→ Data for this task
= = = = =

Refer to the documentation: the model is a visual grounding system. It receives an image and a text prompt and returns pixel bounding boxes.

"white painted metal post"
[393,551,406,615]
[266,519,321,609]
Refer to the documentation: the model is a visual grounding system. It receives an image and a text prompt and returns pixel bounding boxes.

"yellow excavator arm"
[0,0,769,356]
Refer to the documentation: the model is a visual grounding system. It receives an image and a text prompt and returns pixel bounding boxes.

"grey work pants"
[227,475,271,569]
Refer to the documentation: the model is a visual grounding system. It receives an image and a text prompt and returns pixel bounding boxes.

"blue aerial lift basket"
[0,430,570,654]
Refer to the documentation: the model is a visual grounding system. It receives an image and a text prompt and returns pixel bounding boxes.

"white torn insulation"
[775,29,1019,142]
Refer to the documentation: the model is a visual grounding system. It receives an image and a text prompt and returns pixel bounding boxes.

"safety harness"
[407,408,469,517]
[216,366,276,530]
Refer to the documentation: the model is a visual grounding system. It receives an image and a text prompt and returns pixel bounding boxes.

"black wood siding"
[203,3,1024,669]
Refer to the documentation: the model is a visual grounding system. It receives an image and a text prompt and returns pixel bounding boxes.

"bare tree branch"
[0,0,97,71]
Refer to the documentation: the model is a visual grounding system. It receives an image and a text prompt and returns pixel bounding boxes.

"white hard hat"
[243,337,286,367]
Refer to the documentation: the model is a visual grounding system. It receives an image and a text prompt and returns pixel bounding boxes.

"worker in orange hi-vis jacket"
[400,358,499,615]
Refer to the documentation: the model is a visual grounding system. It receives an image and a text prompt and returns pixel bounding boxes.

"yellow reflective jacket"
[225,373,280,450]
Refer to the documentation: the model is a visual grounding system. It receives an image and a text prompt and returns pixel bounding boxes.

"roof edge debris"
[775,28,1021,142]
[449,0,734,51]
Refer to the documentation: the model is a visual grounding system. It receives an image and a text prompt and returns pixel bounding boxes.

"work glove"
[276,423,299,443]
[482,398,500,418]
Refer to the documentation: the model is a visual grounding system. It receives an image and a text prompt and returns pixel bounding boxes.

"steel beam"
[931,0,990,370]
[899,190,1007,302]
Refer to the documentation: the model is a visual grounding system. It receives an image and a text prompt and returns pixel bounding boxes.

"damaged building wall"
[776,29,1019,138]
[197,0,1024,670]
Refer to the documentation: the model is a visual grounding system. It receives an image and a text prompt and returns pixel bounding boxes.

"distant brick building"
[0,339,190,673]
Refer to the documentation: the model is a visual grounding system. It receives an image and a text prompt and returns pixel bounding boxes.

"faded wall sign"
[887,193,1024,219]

= = = = =

→ What you should do
Take the entries above and repeat them. Alter nothing.

→ Worked solution
Refer to the documentation: the model is a visual grounding system. It receives an image and a text prompt and returns pixel bounding boxes.

"white painted metal post"
[393,551,406,615]
[266,519,321,609]
Refer to the documentation: the model is a visual grounding system. It receives an image and a text prompt and returns pixel bounding boxes.

"yellow excavator arm"
[0,0,769,356]
Refer to the documentation: the model is a visual grounding system. It receives an image and a text prompt and returns pixel bounding boxes.

"grey work pants"
[227,475,271,569]
Refer to the documentation: the model is a visual grounding system. It receives an image and a text prompt and returns pixel bounding boxes.

"blue aerial lift basket"
[0,430,570,654]
Refer to the documentation: the model is a visual grounding system. It receives an image and a text prompt and returns pixel bounding boxes.

"white torn insulation"
[775,29,1019,142]
Refer to the documentation: the model is a visual grounding system. It receives an image and a text prompt and returns pixel bounding boxes.

"safety harness"
[407,408,469,517]
[216,366,276,530]
Refer to the documentation: the model is a visual grounding system. It receives an image and a text prompt and returns pixel bounding boxes.

"black wood siding"
[203,3,1024,669]
Refer to the documentation: the model is a visual grounding system. It receives an image and a text prompt and returns pixel bounding boxes.

"bare tree branch"
[0,0,97,71]
Refer to the documentation: the model is a visual grounding system. It receives an image and a text prompt and returns pixel bounding boxes.

"white hard hat"
[243,337,286,367]
Refer to the documentation: the model is a visual grounding system. It receives an image and a text prompt and returns pixel bounding boxes.

"worker in orange hi-vis jacket"
[400,358,499,615]
Refer to the documentation: the model is a visual grounding system. It receives an image and a text prompt and returns pixel bounding boxes.

"yellow reflective jacket"
[225,373,280,450]
Refer to the documentation: the model is a visual grounding system. It receives an image and a text prompt and returns pixel bounding boxes.

"roof edge debris"
[775,28,1021,142]
[449,0,734,51]
Refer to the documentation: the model is a visual grounding system. It receives an image and a text prompt and returns pixel bounding boxes.

"work glove"
[276,423,299,443]
[482,398,500,418]
Refer to the documentation: the model is a visual grounding system. It receives an image and a text prompt and returns pixel bounding boxes.

"steel beam"
[931,0,990,370]
[899,190,1007,302]
Refer to the documentation: the model is a visual grounding system. It receives an image and a text prompt and returns pixel bounding boxes.

"damaged building wall"
[776,29,1019,138]
[197,0,1024,670]
Refer to the documentation: the model is a visual grounding system. It receives an image and a text prompt and returns pixel bounding boxes.

"distant brick building"
[0,339,190,673]
Refer to the documentation: the model is a visual grounding system. It receives an image and a text prompt and returns pixel bounding boxes.

"faded wall sign"
[887,193,1024,219]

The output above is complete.